**REQUIREMENT A:**
In the passage on children and armed conflict, quote everything from "Institutional and local" down to "year by landmines.".
**REQUIREMENT B:**
Answer these questions using the passage on children and armed conflict:
(i) In what month and year was the first report, on the Democratic Republic of Congo, submitted to the Security Council Working Group?
(ii) According to the latest OSRCAC estimate, how many children are killed or maimed each year by landmines?
(iii) To which neighboring country are children demobilized from the Revolutionary United Front in Sierra Leone trafficked?

**QUOTED PASSAGE:**
|---|
At the open debate in New York, the present UN Special Representative on Children and Armed Conflict (SRCAC) Radhika Coomaraswamy related several achievements in the arena of children and armed conflict during the past year. The Security Council Working Group met on four occasions and has set its programme of work for the year. The United Nations system including UNICEF, UNDPKO and the Office of the High Commissioner for Human Rights (OHCHR) and its partners have worked diligently, abiding to a tight deadline in bringing this mechanism to fruition in pilot countries. The first report, on the Democratic Republic of Congo (DRC), was submitted to the Security Council Working Group in June 2006. The NGO community has also been an active adjunct to the process, supporting the monitoring and reporting agenda, and together with civil society actors co-ordinating efforts for strengthening their interface on monitoring and reporting.
Institutional and local support for Resolution 1612 and the monitoring and reporting exercise in particular has been strong. The situation on the ground has also witnessed marked improvement for children in Sierra Leone, DRC, and Liberia. Yet, these are small gains considering the scope and intensity of the problem. An oft-repeated estimate suggests that some 250,000 children continue to be exploited as child soldiers by armed forces and groups around the world. According to the latest estimate by the OSRCAC, since 2003 over 14 million children have been forcibly displaced within and outside their home countries and between 8,000 and 10,000 children are killed or maimed each year by landmines.
Coercive recruitment is also on the rise. The problem of re-recruitment is particularly acute in case of countries in Central and West Africa where regional spread of conflicts ensures that children demobilized from the Revolutionary United Front (RUF) in Sierra Leone are re-recruited and trafficked to neighbouring Liberia to fight in the ranks of Liberians United For Reconciliation And Democracy (LURD). Stigmatisation and poverty in their home communities prompts demobilized child soldiers to fight as voluntary mercenaries in regional conflicts. This recycling of children into conflicts that shift across borders poses a tremendous challenge to successful healing and reintegration of former child soldiers.
Thus, the challenges confronting successful functioning of the monitoring and reporting mechanism are significant. While it is being touted as the leit motif of an era of application, its success has an intrinsic linkage with the successful disarmament, demobilization and reintegration (DDR) planning and programming for child combatants in war-to-peace transitions and post-conflict peace building. The story so far as child soldier DDR is concerned has been one of dismal outcomes. The paradox which underlies this practice and one the UN needs to address more cogently is that unless reintegration of ex-combatants succeeds the entire rationale for DDR programming is undermined and the cycle of violence along with human rights violations continues unabated.
|---|
**Saved data entries:**

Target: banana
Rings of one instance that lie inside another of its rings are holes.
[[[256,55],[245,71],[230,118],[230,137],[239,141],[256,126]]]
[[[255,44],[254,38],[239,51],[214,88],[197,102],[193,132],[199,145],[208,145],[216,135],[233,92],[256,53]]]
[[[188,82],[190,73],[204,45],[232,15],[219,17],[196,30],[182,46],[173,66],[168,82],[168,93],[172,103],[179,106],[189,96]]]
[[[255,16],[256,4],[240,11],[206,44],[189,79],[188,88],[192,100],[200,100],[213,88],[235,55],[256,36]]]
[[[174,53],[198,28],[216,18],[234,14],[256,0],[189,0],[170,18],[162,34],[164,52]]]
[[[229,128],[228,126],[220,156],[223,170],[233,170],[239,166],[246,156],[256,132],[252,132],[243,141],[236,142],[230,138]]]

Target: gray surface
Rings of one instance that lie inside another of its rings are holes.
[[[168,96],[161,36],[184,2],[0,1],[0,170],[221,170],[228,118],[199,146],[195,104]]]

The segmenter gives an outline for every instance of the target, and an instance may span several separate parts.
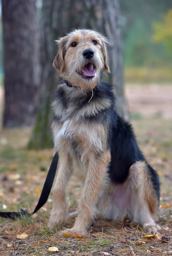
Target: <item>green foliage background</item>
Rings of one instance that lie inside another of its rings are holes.
[[[40,9],[42,0],[37,1],[37,7]],[[172,0],[119,0],[119,2],[121,10],[119,23],[125,67],[171,67],[172,51],[168,51],[163,42],[153,40],[155,32],[153,24],[163,22],[168,12],[172,9]],[[0,19],[0,80],[3,73],[3,45]]]
[[[120,3],[125,67],[171,67],[172,54],[162,42],[153,40],[152,24],[163,21],[172,9],[172,1],[121,0]]]

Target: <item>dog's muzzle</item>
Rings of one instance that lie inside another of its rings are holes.
[[[88,48],[84,51],[82,55],[85,58],[90,59],[94,56],[94,52],[91,48]]]

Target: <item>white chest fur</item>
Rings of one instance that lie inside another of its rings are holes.
[[[54,122],[52,128],[54,146],[58,151],[64,142],[68,145],[75,142],[83,148],[93,147],[101,151],[106,144],[106,127],[102,124],[67,120]]]

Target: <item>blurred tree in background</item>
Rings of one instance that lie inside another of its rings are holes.
[[[57,84],[56,71],[52,64],[56,55],[54,41],[74,28],[96,29],[108,38],[111,73],[108,80],[115,85],[118,113],[128,119],[124,93],[121,41],[118,0],[43,0],[43,39],[41,59],[41,92],[38,117],[29,148],[52,147],[51,101]]]
[[[125,77],[129,81],[172,79],[171,0],[2,0],[1,4],[4,72],[0,42],[0,79],[4,74],[4,126],[33,125],[38,107],[30,148],[52,145],[50,105],[57,83],[57,74],[52,66],[57,50],[54,40],[71,29],[93,28],[108,38],[111,73],[106,79],[115,84],[117,111],[126,119],[122,50]]]
[[[168,52],[172,50],[172,9],[166,13],[161,22],[153,23],[153,39],[156,43],[162,43]]]
[[[36,0],[2,0],[5,108],[3,126],[33,124],[40,84]]]

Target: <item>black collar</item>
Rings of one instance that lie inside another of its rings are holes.
[[[76,87],[75,86],[72,85],[72,84],[70,84],[70,82],[68,82],[67,80],[64,80],[64,82],[66,84],[66,85],[68,86],[68,87]]]

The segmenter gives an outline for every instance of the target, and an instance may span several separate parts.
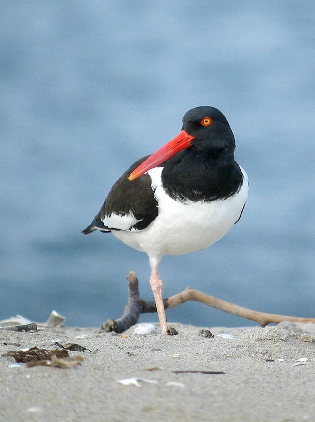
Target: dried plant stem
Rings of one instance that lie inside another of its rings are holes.
[[[127,276],[128,282],[128,300],[122,317],[118,320],[108,320],[102,325],[106,331],[115,331],[122,333],[137,323],[140,314],[146,312],[156,312],[156,308],[153,301],[147,301],[142,299],[139,294],[138,279],[133,271],[130,271]],[[203,292],[187,287],[184,291],[177,295],[163,300],[164,307],[173,308],[189,301],[196,301],[228,312],[234,315],[252,320],[265,327],[268,324],[278,324],[281,321],[295,321],[299,322],[315,322],[315,318],[304,318],[292,317],[289,315],[280,315],[278,314],[268,314],[259,312],[242,306],[239,306],[229,302],[215,298]]]

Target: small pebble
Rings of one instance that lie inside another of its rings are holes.
[[[222,334],[217,334],[216,337],[222,337],[222,339],[234,339],[234,336],[232,334],[228,334],[227,333],[222,333]]]
[[[157,334],[157,329],[153,324],[138,324],[135,327],[133,334],[138,336],[155,336]]]
[[[203,328],[199,331],[199,335],[202,336],[203,337],[209,337],[209,338],[214,337],[210,330],[206,330],[205,328]]]

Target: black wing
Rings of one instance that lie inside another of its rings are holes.
[[[138,160],[119,178],[83,233],[88,234],[96,229],[103,232],[143,230],[151,224],[158,215],[151,178],[144,174],[134,180],[128,180],[129,175],[148,157]]]

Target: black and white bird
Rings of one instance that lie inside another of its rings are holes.
[[[232,130],[219,110],[202,106],[189,110],[179,134],[133,164],[82,231],[111,232],[148,255],[162,333],[167,326],[159,276],[161,259],[209,247],[243,212],[248,180],[234,160],[235,148]]]

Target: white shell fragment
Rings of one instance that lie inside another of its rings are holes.
[[[167,387],[178,387],[180,388],[185,388],[185,384],[183,382],[177,382],[176,381],[170,381],[166,384]]]
[[[150,384],[157,384],[157,381],[154,380],[148,380],[147,378],[141,378],[140,377],[132,377],[132,378],[124,378],[123,380],[118,380],[118,382],[123,385],[135,385],[136,387],[141,387],[139,381],[143,382],[148,382]]]
[[[43,409],[42,407],[40,407],[39,406],[33,406],[33,407],[29,407],[26,409],[27,412],[29,412],[30,413],[41,413]]]
[[[228,334],[227,333],[222,333],[222,334],[217,334],[216,336],[214,336],[215,337],[222,337],[222,339],[235,339],[234,336],[232,336],[232,334]]]
[[[135,327],[133,334],[138,336],[155,336],[157,334],[157,329],[153,324],[144,323],[138,324]]]

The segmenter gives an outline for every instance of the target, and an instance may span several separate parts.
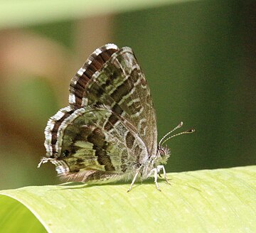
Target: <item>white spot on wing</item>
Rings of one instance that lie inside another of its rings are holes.
[[[78,75],[79,76],[82,76],[85,71],[85,69],[80,68],[79,70],[78,71]]]

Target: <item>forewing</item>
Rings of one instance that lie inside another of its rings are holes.
[[[110,124],[105,129],[111,130],[118,121],[116,116],[122,117],[144,142],[149,154],[155,154],[156,114],[144,75],[131,48],[118,49],[110,45],[96,50],[74,77],[70,88],[70,104],[78,108],[95,104],[110,106],[115,114],[110,118]],[[102,62],[101,57],[107,59]],[[94,59],[97,63],[101,60],[98,69],[87,65],[96,63]]]

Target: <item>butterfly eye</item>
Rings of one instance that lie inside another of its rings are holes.
[[[69,151],[68,151],[68,150],[65,150],[65,151],[63,151],[63,156],[64,157],[68,157],[68,155],[69,155]]]

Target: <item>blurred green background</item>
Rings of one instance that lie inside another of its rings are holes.
[[[10,1],[0,3],[0,188],[58,184],[45,154],[48,119],[97,48],[133,48],[156,110],[166,170],[255,164],[253,1]],[[38,4],[38,5],[37,5]]]

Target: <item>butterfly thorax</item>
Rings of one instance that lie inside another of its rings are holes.
[[[156,168],[160,164],[166,164],[170,154],[171,151],[166,146],[158,146],[156,153],[151,155],[142,166],[141,173],[142,180],[146,179],[151,175],[152,169]]]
|---|
**EXERCISE ANSWER A:**
Institutional and local support for Resolution 1612 and the monitoring and reporting exercise in particular has been strong. The situation on the ground has also witnessed marked improvement for children in Sierra Leone, DRC, and Liberia. Yet, these are small gains considering the scope and intensity of the problem. An oft-repeated estimate suggests that some 250,000 children continue to be exploited as child soldiers by armed forces and groups around the world. According to the latest estimate by the OSRCAC, since 2003 over 14 million children have been forcibly displaced within and outside their home countries and between 8,000 and 10,000 children are killed or maimed each year by landmines.

**EXERCISE ANSWER B:**
(i) June 2006
(ii) Between 8,000 and 10,000
(iii) Liberia